### [CHALLENGES]
1 – Rewrite the passage on the Bologna cathedral confession-chapel from "Under the cathedral" to "hanging over him!", putting "tapers" in place of "candles".
2 – Please list every line of the listing that contains the word "blazer".

### [ARTICLE]
Under the cathedral of Bologna is a subterranean confession-chapel—as singular and impressive a device as I ever saw. It is dark like a cellar, the daylight faintly struggling through a painted window above the altar, and the two solitary wax candles giving a most ghastly intensity to the gloom. The floor is paved with tombstones, the inscriptions and death's heads of which you feel under your feet as you walk through. The roof is so vaulted that every tread is reverberated endlessly in hollow tones. All around are the confession-boxes, with the pierced plates, at which the priest within puts his ear, worn with the lips of penitents, and at one of the sides is a deep cave, far within which, as in a tomb, lies a representation on limestone of our Saviour, bleeding as he came from the cross, with the apostles, made of the same cadaverous material, hanging over him!

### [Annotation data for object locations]

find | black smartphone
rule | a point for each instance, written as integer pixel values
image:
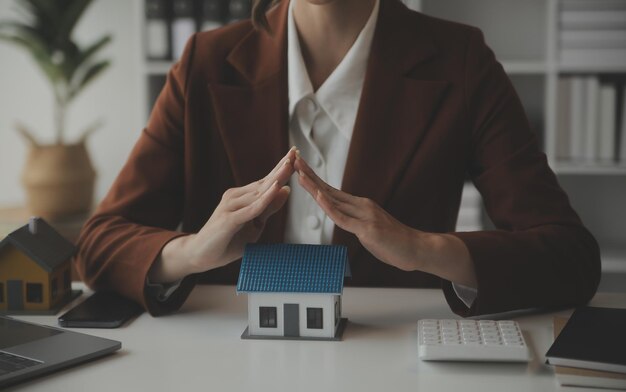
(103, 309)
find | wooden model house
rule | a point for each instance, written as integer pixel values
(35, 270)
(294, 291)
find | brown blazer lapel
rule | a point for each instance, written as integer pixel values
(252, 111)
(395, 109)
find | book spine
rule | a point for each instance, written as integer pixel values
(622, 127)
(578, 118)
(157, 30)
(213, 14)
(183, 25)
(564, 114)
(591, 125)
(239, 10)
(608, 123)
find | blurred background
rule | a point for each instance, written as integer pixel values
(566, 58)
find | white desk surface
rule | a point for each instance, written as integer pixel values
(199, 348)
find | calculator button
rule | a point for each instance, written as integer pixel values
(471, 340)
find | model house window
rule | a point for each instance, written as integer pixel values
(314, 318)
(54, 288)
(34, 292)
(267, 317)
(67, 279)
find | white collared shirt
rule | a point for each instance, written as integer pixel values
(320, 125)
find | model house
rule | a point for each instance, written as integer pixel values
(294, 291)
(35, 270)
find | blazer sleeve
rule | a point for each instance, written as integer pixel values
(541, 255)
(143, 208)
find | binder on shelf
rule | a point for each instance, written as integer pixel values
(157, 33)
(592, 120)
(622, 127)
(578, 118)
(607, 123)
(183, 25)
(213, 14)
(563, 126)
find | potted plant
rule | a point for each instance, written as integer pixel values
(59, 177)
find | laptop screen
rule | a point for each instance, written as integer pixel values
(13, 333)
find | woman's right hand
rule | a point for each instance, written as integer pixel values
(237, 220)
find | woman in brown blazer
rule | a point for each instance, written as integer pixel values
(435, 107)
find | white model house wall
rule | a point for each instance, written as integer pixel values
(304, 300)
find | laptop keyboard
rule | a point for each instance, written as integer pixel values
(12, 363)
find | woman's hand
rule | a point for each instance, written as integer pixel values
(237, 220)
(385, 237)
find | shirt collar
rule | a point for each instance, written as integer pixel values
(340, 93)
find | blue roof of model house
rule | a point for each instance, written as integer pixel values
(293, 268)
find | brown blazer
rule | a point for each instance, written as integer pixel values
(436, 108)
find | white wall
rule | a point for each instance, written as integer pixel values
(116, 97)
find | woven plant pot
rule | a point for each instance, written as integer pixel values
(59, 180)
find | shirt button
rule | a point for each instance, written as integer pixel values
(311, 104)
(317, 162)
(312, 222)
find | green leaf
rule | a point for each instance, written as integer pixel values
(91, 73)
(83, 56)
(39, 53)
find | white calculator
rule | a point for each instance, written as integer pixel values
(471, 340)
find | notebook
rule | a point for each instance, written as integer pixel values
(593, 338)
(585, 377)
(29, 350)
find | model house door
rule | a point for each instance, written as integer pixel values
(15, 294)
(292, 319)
--
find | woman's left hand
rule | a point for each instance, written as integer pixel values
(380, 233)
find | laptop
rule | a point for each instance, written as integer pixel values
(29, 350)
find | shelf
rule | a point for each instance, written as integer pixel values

### [PROBLEM SOLUTIONS]
1 –
Under the cathedral of Bologna is a subterranean confession-chapel—as singular and impressive a device as I ever saw. It is dark like a cellar, the daylight faintly struggling through a painted window above the altar, and the two solitary wax tapers giving a most ghastly intensity to the gloom. The floor is paved with tombstones, the inscriptions and death's heads of which you feel under your feet as you walk through. The roof is so vaulted that every tread is reverberated endlessly in hollow tones. All around are the confession-boxes, with the pierced plates, at which the priest within puts his ear, worn with the lips of penitents, and at one of the sides is a deep cave, far within which, as in a tomb, lies a representation on limestone of our Saviour, bleeding as he came from the cross, with the apostles, made of the same cadaverous material, hanging over him!

2 –
find | brown blazer lapel
find | blazer sleeve
find | woman in brown blazer
find | brown blazer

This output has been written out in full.